- **Direction 1**
In the records below, take the lines from the one containing "Every instance of the ridge" through the end of the records and write them out again with "marker" replaced by "pin". Keep everything else unchanged.

- **Text excerpt**
□ □ □

In Situ Spectroscopic Analysis of Host–Guest Binding Dynamics

The binding dynamics of MFM-190(F), MFM-126, MFM-190(H), and MFM-101 upon adsorption of SO2 have been analyzed using in situ synchrotron infrared microspectroscopy (Figure ). Desolvated MFM-190(F) shows a number of characteristic peaks at 1556, 1149, 919, and 896 cm–1 (denoted as I, II, III, and IV) (Figure a). Peak I is assigned to the distortion of the phenyl ring and Peaks II and III to the in-plane and out-of-plane bending modes of the aromatic C–H groups, respectively.[38] Peak IV is assigned to the C–F stretching.[39] On dosing with SO2 (0–1 bar), a blue shift of 6 cm–1 is observed for Peak I to 1562 cm–1, indicating a stiffening effect of the π system upon binding of SO2 molecules to the phenyl ring (Figure a). The red shift (Δ = 4 cm–1) of Peak II reflects the presence of −CHδ+···δ−OSO supramolecular contacts (Figure b). Furthermore, blue shifts of Peaks III and IV to 926 and 900 cm–1 (Δ = 7 and 4 cm–1, respectively) are observed, consistent with the presence of hydrogen bonds and dipole–dipole interaction as observed in crystallographic studies (Figure c).
Figure 6

In situ synchrotron FTIR microspectra of selected MOFs as a function of SO2 adsorption (left) and views of the corresponding structural model (right). (a) Interaction with phenyl rings in MFM-190(F) at various loadings of SO2. (b) C–H in-plane mode in MFM-190(F) at various loadings of SO2. Data at high loading are omitted for clarity. (c) C–H out-of-plane mode and C–F stretching in MFM-190(F) at various loadings of SO2. (d) Stretching modes of C=O and C=N groups in MFM-126 at various loadings of SO2.

□ □ □

- **Direction 2**
In the text on in situ spectroscopic analysis, what is Peak IV of desolvated MFM-190(F) assigned to?

□ □ □

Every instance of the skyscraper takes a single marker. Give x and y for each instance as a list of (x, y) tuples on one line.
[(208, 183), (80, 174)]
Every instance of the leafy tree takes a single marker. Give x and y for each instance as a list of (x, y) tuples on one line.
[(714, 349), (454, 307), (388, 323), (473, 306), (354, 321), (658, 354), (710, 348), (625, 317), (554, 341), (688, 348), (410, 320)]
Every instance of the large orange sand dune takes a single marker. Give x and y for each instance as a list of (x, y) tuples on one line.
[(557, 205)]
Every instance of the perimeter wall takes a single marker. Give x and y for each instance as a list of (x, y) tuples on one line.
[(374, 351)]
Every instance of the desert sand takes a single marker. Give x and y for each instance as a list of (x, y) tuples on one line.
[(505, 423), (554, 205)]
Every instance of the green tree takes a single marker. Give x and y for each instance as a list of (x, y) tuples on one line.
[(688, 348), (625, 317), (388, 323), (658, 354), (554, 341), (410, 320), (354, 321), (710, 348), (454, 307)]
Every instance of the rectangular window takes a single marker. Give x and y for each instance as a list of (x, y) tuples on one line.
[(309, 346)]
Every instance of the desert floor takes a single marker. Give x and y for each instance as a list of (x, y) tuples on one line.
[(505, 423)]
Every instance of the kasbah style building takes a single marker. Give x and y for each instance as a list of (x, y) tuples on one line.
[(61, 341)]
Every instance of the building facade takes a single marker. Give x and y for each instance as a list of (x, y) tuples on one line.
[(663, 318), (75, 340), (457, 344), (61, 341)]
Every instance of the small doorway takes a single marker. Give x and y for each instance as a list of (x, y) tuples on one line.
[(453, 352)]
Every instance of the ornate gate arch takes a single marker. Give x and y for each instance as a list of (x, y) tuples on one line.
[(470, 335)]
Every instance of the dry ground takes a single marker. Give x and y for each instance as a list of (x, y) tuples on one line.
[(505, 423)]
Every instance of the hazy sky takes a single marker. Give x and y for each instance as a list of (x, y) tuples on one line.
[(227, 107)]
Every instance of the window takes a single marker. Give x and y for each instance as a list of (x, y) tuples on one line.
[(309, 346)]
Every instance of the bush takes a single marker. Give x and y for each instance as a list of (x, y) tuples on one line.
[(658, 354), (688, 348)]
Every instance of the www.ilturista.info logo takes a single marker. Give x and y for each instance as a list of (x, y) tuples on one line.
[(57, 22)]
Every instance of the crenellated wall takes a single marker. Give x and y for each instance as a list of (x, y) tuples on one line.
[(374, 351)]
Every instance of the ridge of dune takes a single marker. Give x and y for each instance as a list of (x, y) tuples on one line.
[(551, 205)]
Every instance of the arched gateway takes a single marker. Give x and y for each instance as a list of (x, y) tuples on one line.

□ □ □

- **Answer 1**
Every instance of the ridge of dune takes a single pin. Give x and y for each instance as a list of (x, y) tuples on one line.
[(551, 205)]
Every instance of the arched gateway takes a single pin. Give x and y for each instance as a list of (x, y) tuples on one line.

- **Answer 2**
C–F stretching.